*** Opening of Data for processing ***

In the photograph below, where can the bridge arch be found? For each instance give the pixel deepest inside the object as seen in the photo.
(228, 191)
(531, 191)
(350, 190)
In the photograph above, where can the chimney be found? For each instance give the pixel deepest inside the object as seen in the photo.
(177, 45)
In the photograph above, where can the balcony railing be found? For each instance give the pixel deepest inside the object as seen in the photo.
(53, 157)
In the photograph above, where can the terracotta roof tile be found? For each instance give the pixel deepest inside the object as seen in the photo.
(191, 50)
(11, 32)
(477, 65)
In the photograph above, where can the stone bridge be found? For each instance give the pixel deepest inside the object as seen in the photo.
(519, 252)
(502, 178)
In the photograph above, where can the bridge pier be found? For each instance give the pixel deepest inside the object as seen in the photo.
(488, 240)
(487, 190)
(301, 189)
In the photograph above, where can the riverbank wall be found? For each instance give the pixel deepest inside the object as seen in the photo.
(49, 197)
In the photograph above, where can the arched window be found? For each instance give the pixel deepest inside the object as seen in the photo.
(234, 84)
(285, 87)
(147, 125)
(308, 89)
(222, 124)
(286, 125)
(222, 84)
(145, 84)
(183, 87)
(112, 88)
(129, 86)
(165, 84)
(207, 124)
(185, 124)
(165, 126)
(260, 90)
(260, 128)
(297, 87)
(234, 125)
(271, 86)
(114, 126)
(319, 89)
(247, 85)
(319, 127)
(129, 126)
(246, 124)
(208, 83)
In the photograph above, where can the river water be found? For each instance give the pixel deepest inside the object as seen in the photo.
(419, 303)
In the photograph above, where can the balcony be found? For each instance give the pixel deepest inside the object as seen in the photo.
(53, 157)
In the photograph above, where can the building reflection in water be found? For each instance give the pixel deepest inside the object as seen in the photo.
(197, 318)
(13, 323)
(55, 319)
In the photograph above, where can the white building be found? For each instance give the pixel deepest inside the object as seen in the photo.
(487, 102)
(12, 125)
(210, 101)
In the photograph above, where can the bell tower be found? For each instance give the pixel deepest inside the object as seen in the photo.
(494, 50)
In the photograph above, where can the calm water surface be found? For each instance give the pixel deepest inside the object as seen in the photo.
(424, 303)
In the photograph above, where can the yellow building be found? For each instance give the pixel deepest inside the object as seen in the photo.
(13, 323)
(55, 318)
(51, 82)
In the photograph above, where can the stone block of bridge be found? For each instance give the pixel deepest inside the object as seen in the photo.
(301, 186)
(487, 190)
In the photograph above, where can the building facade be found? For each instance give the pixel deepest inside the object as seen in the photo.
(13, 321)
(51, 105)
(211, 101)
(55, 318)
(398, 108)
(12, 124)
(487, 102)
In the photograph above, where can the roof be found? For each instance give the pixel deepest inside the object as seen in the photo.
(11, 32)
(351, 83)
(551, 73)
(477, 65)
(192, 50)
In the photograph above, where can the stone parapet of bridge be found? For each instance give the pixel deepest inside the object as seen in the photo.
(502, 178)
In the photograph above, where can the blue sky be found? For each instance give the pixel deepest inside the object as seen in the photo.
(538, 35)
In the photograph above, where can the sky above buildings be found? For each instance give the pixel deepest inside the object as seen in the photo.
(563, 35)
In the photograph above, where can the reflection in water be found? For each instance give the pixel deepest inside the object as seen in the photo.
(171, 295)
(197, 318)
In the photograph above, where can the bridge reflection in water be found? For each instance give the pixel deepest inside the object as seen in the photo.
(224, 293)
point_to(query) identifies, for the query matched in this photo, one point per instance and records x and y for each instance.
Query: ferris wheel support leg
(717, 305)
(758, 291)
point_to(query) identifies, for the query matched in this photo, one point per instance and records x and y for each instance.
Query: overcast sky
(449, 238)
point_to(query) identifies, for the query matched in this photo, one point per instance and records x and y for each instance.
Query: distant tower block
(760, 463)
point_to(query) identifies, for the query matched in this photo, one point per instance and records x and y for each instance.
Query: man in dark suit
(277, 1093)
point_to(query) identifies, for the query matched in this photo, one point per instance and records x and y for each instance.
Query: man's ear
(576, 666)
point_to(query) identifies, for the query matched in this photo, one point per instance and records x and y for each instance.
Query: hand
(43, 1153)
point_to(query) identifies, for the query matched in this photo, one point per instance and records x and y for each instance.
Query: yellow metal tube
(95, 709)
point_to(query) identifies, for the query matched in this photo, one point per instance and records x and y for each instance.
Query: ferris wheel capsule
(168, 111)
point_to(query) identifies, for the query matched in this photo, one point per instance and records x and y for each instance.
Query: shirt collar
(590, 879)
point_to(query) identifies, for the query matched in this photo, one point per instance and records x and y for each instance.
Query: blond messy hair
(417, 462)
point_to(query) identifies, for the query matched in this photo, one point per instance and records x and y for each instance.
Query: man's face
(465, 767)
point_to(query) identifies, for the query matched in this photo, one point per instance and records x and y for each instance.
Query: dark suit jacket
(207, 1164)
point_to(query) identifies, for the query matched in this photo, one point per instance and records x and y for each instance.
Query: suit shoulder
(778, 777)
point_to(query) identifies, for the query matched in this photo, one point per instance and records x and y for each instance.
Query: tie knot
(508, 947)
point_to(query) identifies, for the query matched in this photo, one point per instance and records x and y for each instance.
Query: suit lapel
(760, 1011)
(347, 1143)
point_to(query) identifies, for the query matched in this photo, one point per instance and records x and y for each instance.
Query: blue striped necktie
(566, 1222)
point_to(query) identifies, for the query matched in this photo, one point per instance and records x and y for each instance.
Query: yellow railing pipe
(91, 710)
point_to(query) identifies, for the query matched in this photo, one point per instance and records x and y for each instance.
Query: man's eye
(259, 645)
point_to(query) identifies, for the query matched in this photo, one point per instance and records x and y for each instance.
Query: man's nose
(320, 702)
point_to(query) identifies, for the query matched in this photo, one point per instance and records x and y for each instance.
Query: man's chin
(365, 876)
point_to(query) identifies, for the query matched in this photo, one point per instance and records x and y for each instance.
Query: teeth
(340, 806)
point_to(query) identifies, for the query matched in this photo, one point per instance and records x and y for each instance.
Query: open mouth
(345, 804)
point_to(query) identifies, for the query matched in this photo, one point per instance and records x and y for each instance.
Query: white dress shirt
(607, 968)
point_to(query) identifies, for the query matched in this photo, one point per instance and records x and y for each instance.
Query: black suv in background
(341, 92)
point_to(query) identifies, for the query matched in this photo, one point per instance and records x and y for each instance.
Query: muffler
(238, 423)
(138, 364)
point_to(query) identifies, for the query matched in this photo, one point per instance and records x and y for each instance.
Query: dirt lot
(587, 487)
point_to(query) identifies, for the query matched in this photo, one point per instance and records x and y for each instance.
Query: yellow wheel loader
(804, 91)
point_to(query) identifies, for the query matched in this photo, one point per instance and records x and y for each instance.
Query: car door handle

*** Close of Data for processing ***

Task prompt
Reproduce the listing exactly, leaving nothing out.

Written answer
In the photograph below, where can the bridge arch be found? For each instance give the pixel deepest inside the object as seen in the photo.
(228, 191)
(531, 191)
(350, 190)
In the photograph above, where can the chimney be found? For each instance give the pixel deepest inside the object as seen in the photo.
(177, 45)
In the photograph above, where can the balcony railing be found? For each instance give the pixel deepest inside the object as seen in the photo.
(53, 157)
In the photograph above, where can the terracotta roof tile be found? For each instance give the pixel deepest inside the object as seen in the photo.
(191, 50)
(11, 32)
(477, 65)
In the photograph above, where can the stone bridge be found? For each instance give the pixel deepest inside the object as seen in the photo.
(519, 252)
(502, 178)
In the photograph above, where can the bridge pier be found? For each instance give the pixel deepest inside the object as seen in the photo.
(488, 240)
(487, 190)
(301, 189)
In the photograph above, where can the riverbank wall be found? For each instance give the pixel deepest inside the object as seen in the photo.
(49, 197)
In the photograph above, where can the arched window be found? For each instance give the pixel deepest inside the object as seen in the photo.
(234, 84)
(285, 87)
(147, 125)
(308, 89)
(222, 124)
(286, 125)
(222, 84)
(145, 84)
(183, 87)
(112, 88)
(129, 86)
(165, 84)
(207, 124)
(185, 124)
(165, 126)
(260, 90)
(260, 128)
(297, 87)
(234, 125)
(271, 86)
(114, 126)
(319, 89)
(247, 85)
(319, 127)
(129, 126)
(246, 124)
(208, 83)
In the photograph above, where can the river water be found? For each instance give the pixel deepest inside the object as seen in the photo.
(419, 303)
In the photograph above, where can the balcony be found? For each instance give the pixel deepest inside the object as seen in the photo.
(53, 157)
In the photograph above, where can the building reflection in water be found? For each instance give the pixel deepest inside the object as seen in the photo.
(197, 318)
(13, 323)
(55, 319)
In the photograph above, where can the white building be found? For each instance give the pixel deepest inside the object as seen in the photo.
(487, 102)
(12, 125)
(210, 101)
In the photograph above, where can the bell tower be found? For each instance give the pixel deepest inside the object as seen in the photo.
(494, 50)
In the photograph above, where can the calm water surface be found? For each instance give the pixel deepest inside the object as seen in the photo.
(424, 303)
In the photograph above, where can the yellow building be found? For each instance give the pixel deepest inside the object as seen in the photo.
(13, 323)
(55, 318)
(51, 82)
In the photograph above, where can the stone block of bridge be found? For each instance give the pixel deepest inside the object as seen in the photo.
(301, 186)
(487, 190)
In the photograph above, where can the building facade be found? For each instance give the pixel deepest inside the object as seen in the photo.
(13, 321)
(51, 105)
(211, 101)
(55, 318)
(398, 108)
(12, 124)
(487, 102)
In the photograph above, where can the roof be found? For each instance give the pixel deepest inside the object as seen in the photo.
(11, 32)
(351, 83)
(551, 73)
(477, 65)
(192, 50)
In the photograph above, where can the stone parapet of bridge be found? For each instance give the pixel deepest inside the object as seen in the photo.
(502, 178)
In the photograph above, where can the blue sky be found? For each instance give the pixel deepest inside the object as seen in the photo.
(538, 35)
In the photograph above, where can the sky above buildings be found? For each instance give the pixel deepest inside the object as seen in the photo.
(563, 35)
In the photograph above, where can the reflection in water be found? For each instance give the pixel deepest inside the object as seen in the photo.
(171, 295)
(197, 318)
In the photograph above, where can the bridge reflection in water be found? For each instance give the pixel deepest inside the object as seen in the photo.
(224, 293)
point_to(query) identifies, for the query matched in this photo, one point per instance and records x and y for each instance.
Query: ferris wheel support leg
(717, 305)
(758, 291)
point_to(query) identifies, for the query matched in this photo, one point per instance and records x and y for each instance.
Query: overcast sky
(449, 238)
point_to(query) identifies, for the query matched in this photo, one point per instance and records x and y for each instance.
Query: distant tower block
(760, 463)
point_to(query) identifies, for the query matched in this photo, one point per instance and records x and y for each instance.
Query: man in dark suit
(277, 1093)
point_to(query) identifies, for the query matched in this photo, one point per instance and records x and y for each instance.
Query: man's ear
(576, 666)
point_to(query) identifies, for the query matched in this photo, one point per instance and records x and y for each instance.
Query: hand
(43, 1153)
point_to(query) identifies, for the query matched in this photo, one point per instance and records x and y for each instance.
Query: yellow metal tube
(95, 709)
point_to(query) identifies, for the query matched in this photo, one point per instance and records x and y for each instance.
Query: ferris wheel capsule
(168, 111)
point_to(query) identifies, for the query matched in this photo, one point per instance and records x and y for each instance.
Query: shirt collar
(590, 879)
point_to(query) identifies, for the query matched in this photo, one point per instance and records x and y for each instance.
Query: blond messy hair
(417, 462)
point_to(query) identifies, for the query matched in this photo, one point per instance and records x and y for each instance.
Query: man's face
(465, 767)
point_to(query) identifies, for the query matched in this photo, one point per instance and records x and y for each instance.
Query: dark suit jacket
(207, 1164)
point_to(query) identifies, for the query matched in this photo, one point per instance and records x and y for each instance.
Query: suit shoulder
(778, 777)
point_to(query) identifies, for the query matched in this photo, one point per instance and records x and y for each instance.
Query: tie knot
(508, 947)
point_to(query) identifies, for the query matched in this photo, one point per instance and records x and y for each instance.
Query: suit lapel
(760, 1011)
(347, 1143)
point_to(query) identifies, for the query matched in this photo, one point per instance and records x and y for each instance.
Query: blue striped necktie
(566, 1222)
point_to(query) identifies, for the query matched in this photo, one point per instance and records x and y for each instance.
Query: yellow railing pipe
(91, 710)
point_to(query) identifies, for the query matched in this photo, one point per instance and records x and y for each instance.
Query: man's eye
(259, 645)
point_to(query) identifies, for the query matched in this photo, one point per instance and records x and y for each instance.
Query: man's nose
(320, 702)
point_to(query) identifies, for the query matched in this photo, one point per instance and records x and y for each instance.
Query: man's chin
(365, 876)
point_to(query) identifies, for the query matched in this photo, one point per instance and records x and y for each instance.
Query: teeth
(340, 806)
point_to(query) identifies, for the query matched in this photo, one point per instance and records x and y for each instance.
Query: open mouth
(345, 804)
point_to(query) identifies, for the query matched in this photo, one point per instance and records x and y for each instance.
Query: white dress shirt
(607, 968)
point_to(query) identifies, for the query matched in this photo, one point per instance and records x and y for each instance.
Query: black suv in background
(341, 92)
point_to(query) identifies, for the query matched in this photo, one point per instance and records x and y for each instance.
Query: muffler
(238, 423)
(138, 364)
point_to(query) identifies, for the query matched in this photo, one point per instance and records x and y for each instance.
Query: dirt lot
(587, 487)
point_to(query) identifies, for the query matched in this photo, one point per instance and records x and y for each instance.
Query: yellow wheel loader
(804, 91)
point_to(query) identifies, for the query matched in this photo, one point per instance and records x and y for each instance.
Query: car door handle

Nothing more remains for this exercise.